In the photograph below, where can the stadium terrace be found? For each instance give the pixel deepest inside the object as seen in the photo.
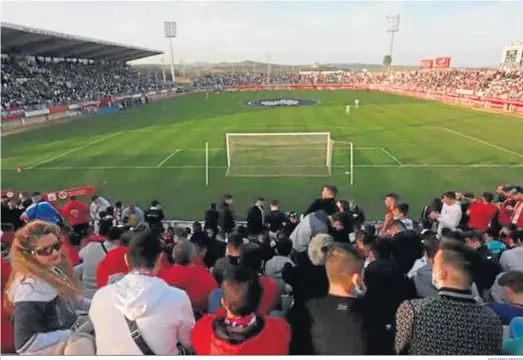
(301, 213)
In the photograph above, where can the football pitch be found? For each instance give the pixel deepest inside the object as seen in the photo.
(416, 148)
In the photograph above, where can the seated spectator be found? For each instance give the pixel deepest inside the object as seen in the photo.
(42, 285)
(333, 324)
(241, 331)
(308, 278)
(453, 311)
(7, 330)
(274, 267)
(232, 257)
(141, 302)
(93, 253)
(512, 284)
(77, 215)
(481, 212)
(496, 247)
(41, 210)
(191, 276)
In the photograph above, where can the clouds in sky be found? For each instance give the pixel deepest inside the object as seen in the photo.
(293, 32)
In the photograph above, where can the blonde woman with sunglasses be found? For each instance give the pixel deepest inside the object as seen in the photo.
(45, 297)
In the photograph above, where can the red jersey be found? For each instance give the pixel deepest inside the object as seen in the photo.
(75, 212)
(196, 280)
(273, 339)
(481, 214)
(7, 338)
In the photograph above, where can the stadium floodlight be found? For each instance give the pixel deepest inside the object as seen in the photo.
(170, 33)
(393, 26)
(279, 154)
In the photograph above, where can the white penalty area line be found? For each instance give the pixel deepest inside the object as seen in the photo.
(73, 150)
(168, 157)
(394, 166)
(392, 156)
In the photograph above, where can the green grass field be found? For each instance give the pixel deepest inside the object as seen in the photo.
(413, 147)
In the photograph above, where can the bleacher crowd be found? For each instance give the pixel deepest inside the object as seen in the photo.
(490, 83)
(35, 84)
(109, 279)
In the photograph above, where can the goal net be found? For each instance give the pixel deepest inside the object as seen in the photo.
(279, 154)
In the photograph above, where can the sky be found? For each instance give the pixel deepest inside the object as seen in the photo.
(473, 33)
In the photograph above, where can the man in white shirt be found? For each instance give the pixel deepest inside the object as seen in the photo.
(450, 215)
(162, 314)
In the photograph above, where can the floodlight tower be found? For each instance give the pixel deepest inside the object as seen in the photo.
(170, 33)
(393, 26)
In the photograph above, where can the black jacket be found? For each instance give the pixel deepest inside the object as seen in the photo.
(225, 217)
(275, 220)
(255, 221)
(211, 219)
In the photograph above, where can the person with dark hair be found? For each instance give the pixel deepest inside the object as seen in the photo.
(91, 256)
(240, 330)
(226, 220)
(141, 309)
(450, 214)
(326, 202)
(190, 275)
(154, 215)
(512, 284)
(77, 215)
(333, 324)
(390, 200)
(429, 326)
(275, 219)
(232, 256)
(256, 217)
(482, 212)
(211, 220)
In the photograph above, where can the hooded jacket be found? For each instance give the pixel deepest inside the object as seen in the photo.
(310, 226)
(162, 313)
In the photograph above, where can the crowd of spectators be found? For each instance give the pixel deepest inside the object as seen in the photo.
(107, 278)
(491, 83)
(34, 84)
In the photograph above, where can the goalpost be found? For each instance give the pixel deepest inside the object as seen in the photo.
(279, 154)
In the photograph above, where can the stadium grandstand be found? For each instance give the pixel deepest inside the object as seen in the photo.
(318, 212)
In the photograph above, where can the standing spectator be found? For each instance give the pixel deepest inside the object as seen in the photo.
(191, 276)
(326, 202)
(41, 210)
(512, 284)
(333, 324)
(211, 220)
(77, 215)
(240, 331)
(91, 256)
(450, 215)
(231, 259)
(401, 212)
(256, 217)
(154, 215)
(133, 216)
(225, 215)
(429, 326)
(390, 202)
(141, 302)
(42, 285)
(315, 223)
(275, 219)
(481, 212)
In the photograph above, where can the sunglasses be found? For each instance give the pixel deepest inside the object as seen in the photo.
(47, 250)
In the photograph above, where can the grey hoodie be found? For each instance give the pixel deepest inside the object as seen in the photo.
(309, 226)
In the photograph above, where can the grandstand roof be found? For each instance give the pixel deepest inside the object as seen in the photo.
(23, 40)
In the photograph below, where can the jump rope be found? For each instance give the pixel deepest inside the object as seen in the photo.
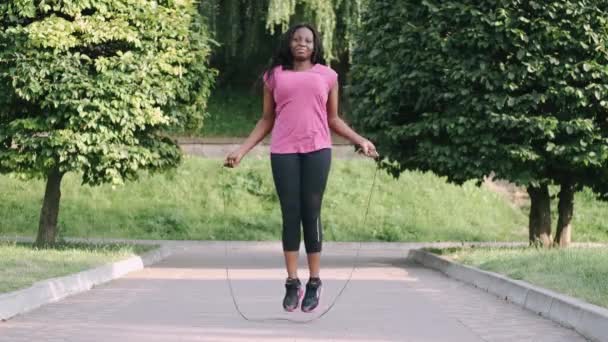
(277, 319)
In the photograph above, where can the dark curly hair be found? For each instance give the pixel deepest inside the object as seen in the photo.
(283, 56)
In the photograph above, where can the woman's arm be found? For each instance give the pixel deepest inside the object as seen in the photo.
(260, 131)
(338, 125)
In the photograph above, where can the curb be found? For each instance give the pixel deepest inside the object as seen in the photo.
(54, 289)
(589, 320)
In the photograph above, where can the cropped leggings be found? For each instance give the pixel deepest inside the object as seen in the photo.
(300, 180)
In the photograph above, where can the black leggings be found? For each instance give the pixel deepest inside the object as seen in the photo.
(300, 180)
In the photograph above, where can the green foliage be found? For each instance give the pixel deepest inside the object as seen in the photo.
(191, 206)
(90, 85)
(465, 88)
(247, 31)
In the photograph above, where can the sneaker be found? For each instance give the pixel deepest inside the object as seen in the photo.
(312, 296)
(293, 293)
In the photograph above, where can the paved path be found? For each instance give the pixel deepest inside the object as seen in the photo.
(186, 298)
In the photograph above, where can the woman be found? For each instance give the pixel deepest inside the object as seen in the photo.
(300, 108)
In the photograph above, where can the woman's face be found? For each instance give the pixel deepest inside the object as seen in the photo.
(302, 44)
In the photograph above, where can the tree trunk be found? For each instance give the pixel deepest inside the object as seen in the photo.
(47, 228)
(539, 226)
(566, 210)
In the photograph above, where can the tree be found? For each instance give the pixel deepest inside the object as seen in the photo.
(465, 88)
(89, 86)
(247, 31)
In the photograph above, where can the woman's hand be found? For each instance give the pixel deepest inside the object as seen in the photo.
(368, 149)
(233, 158)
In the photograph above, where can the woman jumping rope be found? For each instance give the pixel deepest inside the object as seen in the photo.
(300, 107)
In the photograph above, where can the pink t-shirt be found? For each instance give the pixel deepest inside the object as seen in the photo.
(300, 98)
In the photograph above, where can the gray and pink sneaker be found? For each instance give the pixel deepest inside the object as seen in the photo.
(293, 293)
(312, 296)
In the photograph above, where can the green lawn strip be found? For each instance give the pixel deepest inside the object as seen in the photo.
(577, 272)
(22, 264)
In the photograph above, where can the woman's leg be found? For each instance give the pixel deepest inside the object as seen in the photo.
(314, 172)
(286, 175)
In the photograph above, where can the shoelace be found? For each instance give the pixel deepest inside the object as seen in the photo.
(275, 319)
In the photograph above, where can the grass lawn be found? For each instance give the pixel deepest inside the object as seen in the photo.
(578, 272)
(22, 265)
(189, 205)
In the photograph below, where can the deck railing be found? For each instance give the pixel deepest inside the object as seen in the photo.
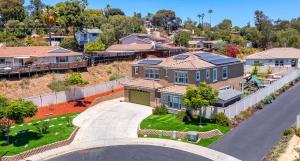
(10, 69)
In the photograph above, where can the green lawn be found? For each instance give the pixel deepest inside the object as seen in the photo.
(24, 136)
(170, 123)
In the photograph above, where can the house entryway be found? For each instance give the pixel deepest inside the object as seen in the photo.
(139, 97)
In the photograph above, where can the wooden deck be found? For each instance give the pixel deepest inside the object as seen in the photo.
(42, 67)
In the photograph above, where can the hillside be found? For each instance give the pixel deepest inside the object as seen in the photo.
(37, 85)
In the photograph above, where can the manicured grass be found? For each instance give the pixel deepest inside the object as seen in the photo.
(24, 136)
(169, 122)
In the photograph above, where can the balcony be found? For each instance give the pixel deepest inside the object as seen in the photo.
(10, 69)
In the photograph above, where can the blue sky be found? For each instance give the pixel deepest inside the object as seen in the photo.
(239, 11)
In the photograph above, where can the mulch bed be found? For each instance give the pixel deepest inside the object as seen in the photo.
(76, 106)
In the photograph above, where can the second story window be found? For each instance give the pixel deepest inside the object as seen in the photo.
(136, 70)
(166, 72)
(207, 74)
(198, 76)
(224, 73)
(215, 74)
(152, 73)
(181, 77)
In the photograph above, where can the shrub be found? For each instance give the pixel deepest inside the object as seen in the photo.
(288, 131)
(58, 85)
(181, 115)
(258, 106)
(160, 110)
(76, 79)
(297, 132)
(115, 76)
(245, 114)
(42, 127)
(222, 119)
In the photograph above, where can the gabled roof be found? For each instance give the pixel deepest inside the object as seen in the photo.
(92, 31)
(130, 47)
(36, 51)
(277, 53)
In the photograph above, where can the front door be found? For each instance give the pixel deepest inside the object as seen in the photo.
(139, 97)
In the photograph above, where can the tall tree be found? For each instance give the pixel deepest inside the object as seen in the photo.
(264, 25)
(49, 18)
(35, 8)
(196, 98)
(210, 12)
(12, 10)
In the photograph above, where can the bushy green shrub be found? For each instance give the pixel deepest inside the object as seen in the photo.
(58, 85)
(76, 79)
(297, 132)
(222, 119)
(42, 127)
(160, 110)
(258, 106)
(115, 76)
(181, 115)
(288, 131)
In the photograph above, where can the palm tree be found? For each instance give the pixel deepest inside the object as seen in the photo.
(202, 16)
(210, 13)
(49, 18)
(199, 17)
(107, 11)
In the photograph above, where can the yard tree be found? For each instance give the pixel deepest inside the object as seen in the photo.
(196, 98)
(12, 10)
(182, 38)
(19, 109)
(49, 18)
(96, 45)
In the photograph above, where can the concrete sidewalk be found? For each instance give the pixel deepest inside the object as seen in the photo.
(191, 148)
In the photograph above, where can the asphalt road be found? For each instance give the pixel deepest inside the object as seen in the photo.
(130, 153)
(253, 138)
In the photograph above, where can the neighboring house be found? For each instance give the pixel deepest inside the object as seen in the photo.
(140, 38)
(164, 80)
(197, 42)
(18, 60)
(87, 35)
(55, 39)
(276, 57)
(210, 46)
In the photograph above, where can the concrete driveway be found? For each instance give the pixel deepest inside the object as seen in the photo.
(110, 120)
(255, 137)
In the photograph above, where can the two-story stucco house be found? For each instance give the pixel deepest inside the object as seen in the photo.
(87, 35)
(276, 57)
(164, 80)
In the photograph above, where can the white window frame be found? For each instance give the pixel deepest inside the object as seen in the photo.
(136, 70)
(215, 74)
(207, 74)
(225, 69)
(198, 76)
(166, 72)
(181, 75)
(152, 73)
(174, 102)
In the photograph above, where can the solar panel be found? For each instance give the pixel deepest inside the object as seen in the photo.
(59, 50)
(150, 62)
(216, 59)
(224, 61)
(180, 57)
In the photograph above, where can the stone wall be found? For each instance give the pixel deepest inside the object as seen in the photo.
(181, 135)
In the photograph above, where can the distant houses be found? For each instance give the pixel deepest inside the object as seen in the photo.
(276, 57)
(87, 35)
(27, 60)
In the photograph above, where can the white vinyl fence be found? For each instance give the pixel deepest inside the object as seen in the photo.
(75, 93)
(256, 97)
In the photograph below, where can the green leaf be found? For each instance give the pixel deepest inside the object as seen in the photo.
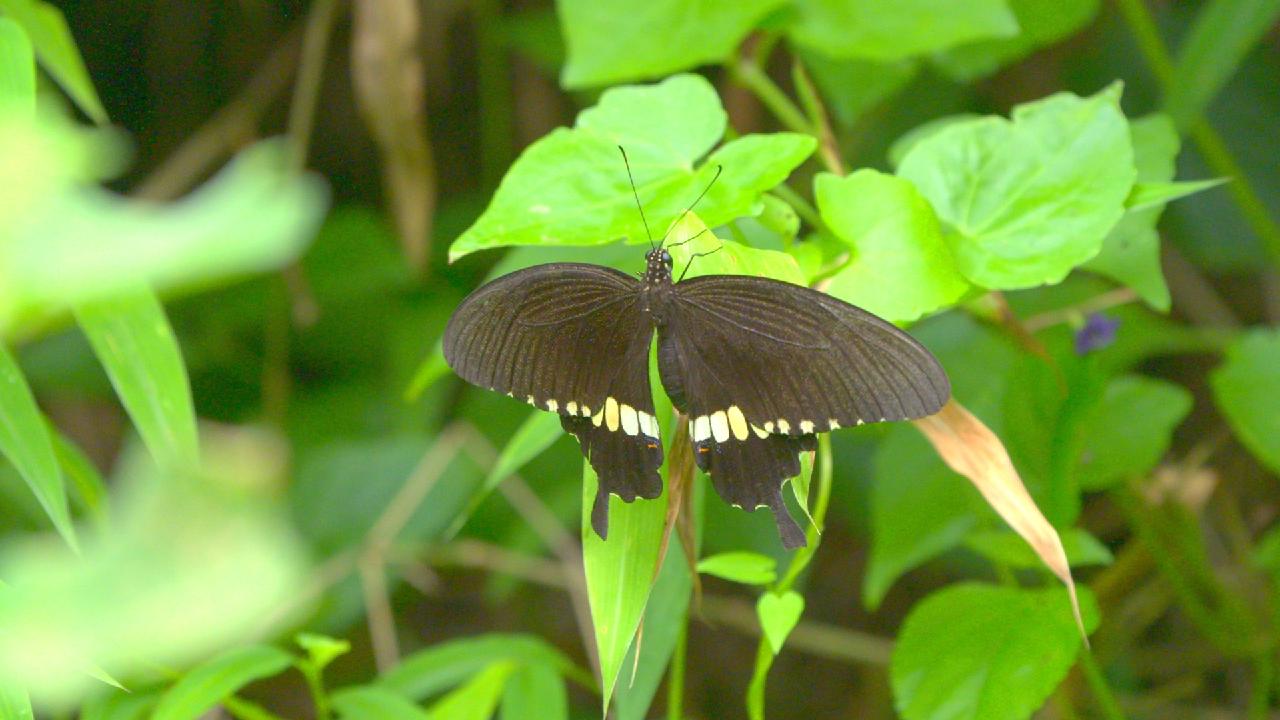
(746, 568)
(1130, 253)
(571, 187)
(17, 68)
(626, 40)
(534, 436)
(24, 440)
(478, 698)
(14, 703)
(1031, 199)
(208, 684)
(850, 86)
(440, 666)
(892, 31)
(1041, 22)
(321, 650)
(535, 691)
(137, 349)
(1247, 390)
(1008, 548)
(46, 27)
(1152, 194)
(373, 701)
(778, 616)
(901, 268)
(718, 256)
(1220, 37)
(981, 651)
(1129, 429)
(86, 244)
(620, 572)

◆ ◆ ◆ ◆ ◆ ◆ ◆

# Activity
Find the line with "In the photograph above, where can the white vinyl" in the listing and extract it and all lines after it through the end, exactly, without the pictures.

# Answer section
In the photograph above, where can the white vinyl fence be found? For each instance give the pixel deepest inside the object as seen in the photo.
(75, 93)
(256, 97)
In the photograph below, where can the green leaf be found? For each instance give the pixel deepest inside the object as seen in the photo.
(746, 568)
(1130, 253)
(571, 187)
(17, 68)
(626, 40)
(534, 436)
(24, 440)
(478, 698)
(14, 703)
(1031, 199)
(208, 684)
(850, 86)
(440, 666)
(892, 31)
(1041, 22)
(321, 650)
(535, 691)
(137, 349)
(1247, 390)
(1008, 548)
(46, 27)
(1152, 194)
(373, 701)
(778, 616)
(901, 268)
(718, 256)
(1220, 37)
(981, 651)
(1129, 429)
(86, 244)
(620, 572)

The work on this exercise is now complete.